(Extracted records)
** BEGIN **

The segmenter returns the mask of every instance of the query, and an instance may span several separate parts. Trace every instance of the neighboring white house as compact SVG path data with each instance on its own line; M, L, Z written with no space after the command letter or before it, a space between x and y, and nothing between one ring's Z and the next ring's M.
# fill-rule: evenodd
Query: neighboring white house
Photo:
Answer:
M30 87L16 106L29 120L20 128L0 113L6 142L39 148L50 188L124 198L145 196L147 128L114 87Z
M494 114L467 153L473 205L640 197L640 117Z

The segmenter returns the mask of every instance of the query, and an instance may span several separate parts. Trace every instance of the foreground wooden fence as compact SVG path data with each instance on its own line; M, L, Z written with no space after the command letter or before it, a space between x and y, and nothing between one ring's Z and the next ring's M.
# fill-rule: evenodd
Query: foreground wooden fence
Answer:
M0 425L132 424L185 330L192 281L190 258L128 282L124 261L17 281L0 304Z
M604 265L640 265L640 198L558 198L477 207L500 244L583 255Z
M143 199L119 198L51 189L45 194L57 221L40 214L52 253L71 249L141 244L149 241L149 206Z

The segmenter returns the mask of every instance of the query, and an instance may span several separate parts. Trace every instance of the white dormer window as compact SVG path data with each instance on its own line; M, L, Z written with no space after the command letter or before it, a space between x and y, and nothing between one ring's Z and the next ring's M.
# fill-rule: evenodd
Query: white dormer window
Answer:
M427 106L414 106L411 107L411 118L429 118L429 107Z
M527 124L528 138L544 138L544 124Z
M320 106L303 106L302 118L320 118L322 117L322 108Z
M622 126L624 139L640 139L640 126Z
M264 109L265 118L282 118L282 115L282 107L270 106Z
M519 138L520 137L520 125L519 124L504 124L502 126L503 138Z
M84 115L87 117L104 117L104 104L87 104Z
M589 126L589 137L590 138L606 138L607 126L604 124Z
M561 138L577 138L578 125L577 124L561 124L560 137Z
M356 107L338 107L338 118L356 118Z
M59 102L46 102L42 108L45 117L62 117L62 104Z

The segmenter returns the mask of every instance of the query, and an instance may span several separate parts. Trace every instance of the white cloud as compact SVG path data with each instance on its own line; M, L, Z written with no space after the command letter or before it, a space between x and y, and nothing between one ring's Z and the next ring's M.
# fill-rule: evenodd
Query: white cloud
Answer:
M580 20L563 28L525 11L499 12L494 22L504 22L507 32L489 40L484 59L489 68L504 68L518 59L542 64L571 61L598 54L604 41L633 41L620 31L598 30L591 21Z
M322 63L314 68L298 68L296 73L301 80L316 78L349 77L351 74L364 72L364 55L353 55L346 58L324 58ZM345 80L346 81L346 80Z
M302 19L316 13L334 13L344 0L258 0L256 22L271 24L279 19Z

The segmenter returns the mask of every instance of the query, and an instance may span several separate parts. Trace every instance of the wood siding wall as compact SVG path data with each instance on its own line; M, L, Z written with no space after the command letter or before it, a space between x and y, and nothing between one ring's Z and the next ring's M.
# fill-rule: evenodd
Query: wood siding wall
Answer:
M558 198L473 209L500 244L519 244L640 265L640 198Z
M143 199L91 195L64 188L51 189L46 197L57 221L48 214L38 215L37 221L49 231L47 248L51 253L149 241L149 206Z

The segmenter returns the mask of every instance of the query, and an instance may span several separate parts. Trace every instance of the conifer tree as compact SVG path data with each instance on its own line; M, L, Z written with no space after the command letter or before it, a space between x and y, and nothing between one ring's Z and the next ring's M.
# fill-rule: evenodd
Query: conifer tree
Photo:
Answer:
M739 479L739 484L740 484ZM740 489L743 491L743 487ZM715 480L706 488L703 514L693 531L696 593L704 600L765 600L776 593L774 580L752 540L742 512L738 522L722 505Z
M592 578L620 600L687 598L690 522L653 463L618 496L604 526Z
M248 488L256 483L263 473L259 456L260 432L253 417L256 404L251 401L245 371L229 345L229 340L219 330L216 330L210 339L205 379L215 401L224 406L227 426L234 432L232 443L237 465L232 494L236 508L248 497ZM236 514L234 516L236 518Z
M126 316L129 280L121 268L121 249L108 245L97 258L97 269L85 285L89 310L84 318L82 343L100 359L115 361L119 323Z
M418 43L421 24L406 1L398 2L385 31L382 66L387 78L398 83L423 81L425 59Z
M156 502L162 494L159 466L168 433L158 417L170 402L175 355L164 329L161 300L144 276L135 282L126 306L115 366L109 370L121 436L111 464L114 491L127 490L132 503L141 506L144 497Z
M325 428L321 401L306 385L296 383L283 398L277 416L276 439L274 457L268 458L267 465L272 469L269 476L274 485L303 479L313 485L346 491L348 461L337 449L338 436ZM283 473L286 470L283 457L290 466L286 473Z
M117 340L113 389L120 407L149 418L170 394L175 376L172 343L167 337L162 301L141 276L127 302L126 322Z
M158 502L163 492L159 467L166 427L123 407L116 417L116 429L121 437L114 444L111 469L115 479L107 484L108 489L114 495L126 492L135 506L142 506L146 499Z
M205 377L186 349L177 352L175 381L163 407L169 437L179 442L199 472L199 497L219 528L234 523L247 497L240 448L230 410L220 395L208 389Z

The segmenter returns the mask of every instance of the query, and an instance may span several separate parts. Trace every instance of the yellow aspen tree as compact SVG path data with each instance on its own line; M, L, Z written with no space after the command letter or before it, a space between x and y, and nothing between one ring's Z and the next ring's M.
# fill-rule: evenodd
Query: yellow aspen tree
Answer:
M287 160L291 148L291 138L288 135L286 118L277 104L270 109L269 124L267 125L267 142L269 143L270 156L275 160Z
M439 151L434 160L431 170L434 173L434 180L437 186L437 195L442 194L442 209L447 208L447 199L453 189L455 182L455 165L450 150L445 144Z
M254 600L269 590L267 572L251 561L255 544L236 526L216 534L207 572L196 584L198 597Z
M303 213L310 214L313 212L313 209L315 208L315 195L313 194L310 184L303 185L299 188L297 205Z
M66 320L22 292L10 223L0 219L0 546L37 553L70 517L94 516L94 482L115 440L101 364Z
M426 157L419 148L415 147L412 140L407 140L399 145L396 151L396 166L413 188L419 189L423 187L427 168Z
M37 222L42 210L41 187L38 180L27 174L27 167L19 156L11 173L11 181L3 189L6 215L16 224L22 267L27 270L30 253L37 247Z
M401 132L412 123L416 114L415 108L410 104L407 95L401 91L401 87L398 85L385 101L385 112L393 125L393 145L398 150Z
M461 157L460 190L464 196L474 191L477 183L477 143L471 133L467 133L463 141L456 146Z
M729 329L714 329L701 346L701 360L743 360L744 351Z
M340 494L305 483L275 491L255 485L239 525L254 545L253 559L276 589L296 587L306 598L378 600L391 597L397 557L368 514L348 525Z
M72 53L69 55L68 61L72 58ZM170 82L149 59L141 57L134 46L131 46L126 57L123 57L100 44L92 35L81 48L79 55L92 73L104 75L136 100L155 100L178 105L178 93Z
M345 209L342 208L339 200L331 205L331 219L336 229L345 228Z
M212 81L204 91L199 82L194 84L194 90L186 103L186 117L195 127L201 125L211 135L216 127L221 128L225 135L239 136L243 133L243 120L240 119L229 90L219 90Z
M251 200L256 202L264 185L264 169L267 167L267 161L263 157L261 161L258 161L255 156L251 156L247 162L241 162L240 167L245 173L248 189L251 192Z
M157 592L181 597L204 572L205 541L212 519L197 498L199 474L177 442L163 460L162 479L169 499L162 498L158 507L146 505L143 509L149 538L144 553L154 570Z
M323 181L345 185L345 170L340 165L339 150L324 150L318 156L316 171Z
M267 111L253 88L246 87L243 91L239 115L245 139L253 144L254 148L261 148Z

** END **

Reproduce the material from the line containing "of the yellow" through the line containing "M287 160L291 148L291", inclusive, switching "aspen" to "birch" and leaving everything else unchanged.

▶ [Written solution]:
The segmenter returns the mask of every instance of the query, and an instance may span several separate parts. Trace every instance of the yellow birch tree as compact SVG path data with each instance on its own line; M, L, Z written with no space after the command letter or before it, a space between x and y, and nothing between one ring's Z and the next ring's M.
# fill-rule: evenodd
Query: yellow birch tree
Answer:
M287 160L291 148L291 138L288 135L286 118L277 104L270 109L269 124L267 125L267 142L269 143L270 156L275 160Z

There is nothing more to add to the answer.